── Data in this exercise

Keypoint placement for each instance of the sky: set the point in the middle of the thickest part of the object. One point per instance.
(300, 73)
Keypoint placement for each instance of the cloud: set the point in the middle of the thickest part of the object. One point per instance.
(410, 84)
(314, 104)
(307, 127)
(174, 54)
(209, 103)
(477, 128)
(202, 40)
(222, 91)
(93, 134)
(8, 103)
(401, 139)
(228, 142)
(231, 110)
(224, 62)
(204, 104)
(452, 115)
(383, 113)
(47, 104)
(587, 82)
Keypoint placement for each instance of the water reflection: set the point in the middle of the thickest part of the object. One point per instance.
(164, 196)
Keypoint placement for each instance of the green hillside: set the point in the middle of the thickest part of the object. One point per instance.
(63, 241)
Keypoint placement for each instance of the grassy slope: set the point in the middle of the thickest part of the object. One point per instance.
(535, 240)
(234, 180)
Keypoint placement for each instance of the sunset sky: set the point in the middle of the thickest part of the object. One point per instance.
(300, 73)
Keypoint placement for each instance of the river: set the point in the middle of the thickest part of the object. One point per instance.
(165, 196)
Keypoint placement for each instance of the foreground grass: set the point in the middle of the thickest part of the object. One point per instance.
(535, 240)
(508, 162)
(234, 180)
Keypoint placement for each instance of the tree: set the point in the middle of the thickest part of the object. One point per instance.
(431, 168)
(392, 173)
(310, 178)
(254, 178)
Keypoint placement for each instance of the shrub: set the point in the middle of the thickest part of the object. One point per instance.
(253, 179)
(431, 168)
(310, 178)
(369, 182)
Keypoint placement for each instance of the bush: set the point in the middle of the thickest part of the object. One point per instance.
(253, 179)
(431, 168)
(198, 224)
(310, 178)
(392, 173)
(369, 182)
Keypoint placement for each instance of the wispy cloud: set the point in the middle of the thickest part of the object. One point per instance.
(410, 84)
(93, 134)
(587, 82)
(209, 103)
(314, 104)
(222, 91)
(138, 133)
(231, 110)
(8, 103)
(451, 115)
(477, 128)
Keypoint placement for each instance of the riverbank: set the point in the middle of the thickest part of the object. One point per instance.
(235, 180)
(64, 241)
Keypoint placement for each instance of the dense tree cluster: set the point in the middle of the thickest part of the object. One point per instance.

────

Write out all of the material above again, switching each "thickest part" to "widest part" and leaving everything else unchanged.

Keypoint placement for each instance of the sky: set the point in the middle of the widest part of the object. One point per instance.
(300, 73)
Keypoint placement for each instance of the cloud: set the point in the middle of the widest part of the object. One point per instance.
(410, 84)
(314, 104)
(307, 127)
(174, 54)
(209, 103)
(477, 128)
(202, 40)
(222, 91)
(93, 134)
(8, 103)
(401, 139)
(228, 142)
(231, 110)
(224, 62)
(204, 104)
(452, 115)
(383, 113)
(47, 104)
(587, 82)
Keypoint placement for each instance of the water reflection: set the point in the middle of the widest part of the object. One point per instance.
(164, 196)
Keypoint placement for each instance of the green hillside: set the point in the middle of the widest part of the object. One point per instance.
(63, 241)
Keypoint placement for each instance of the grassy slope: set the point in the middle of the widest part of the object. One point per instance.
(535, 240)
(234, 180)
Keypoint placement for each instance of the sunset sky: set the point in the middle of the widest part of the object. One point per instance.
(300, 73)
Keypoint placement for each instance of the river: set the point in the middle of the widest part of the object. One point per instance.
(165, 196)
Keypoint placement for each instance of the foreground grass: set the point in the middle of the widest part of the object. One point per instance.
(535, 240)
(508, 162)
(234, 180)
Keypoint placement for each instance of the tree: set the point in the middle of the widest part of the object. One point per instance.
(431, 168)
(392, 173)
(310, 178)
(254, 178)
Keypoint placement for each instance of the shrub: set the point in the middle of the widest part of the object. One point per instance.
(253, 179)
(431, 168)
(310, 178)
(369, 182)
Keypoint placement for each instance of the bush: set the point in the middle of the widest part of the object. One point per instance.
(253, 179)
(431, 168)
(198, 224)
(310, 178)
(392, 173)
(369, 182)
Keypoint placement for each instance of the wispy cloud: set the point in the middle of the widest part of the object. One point per instance.
(410, 84)
(93, 134)
(587, 82)
(209, 103)
(314, 104)
(222, 91)
(138, 133)
(231, 110)
(8, 103)
(451, 115)
(477, 128)
Keypoint placement for each instance of the riverbank: set the point in the middle of the widest part of the object. One point per instance.
(235, 180)
(64, 241)
Keypoint placement for each instance of the dense tree cluster: set the point in the middle of the widest part of the object. One point per instance.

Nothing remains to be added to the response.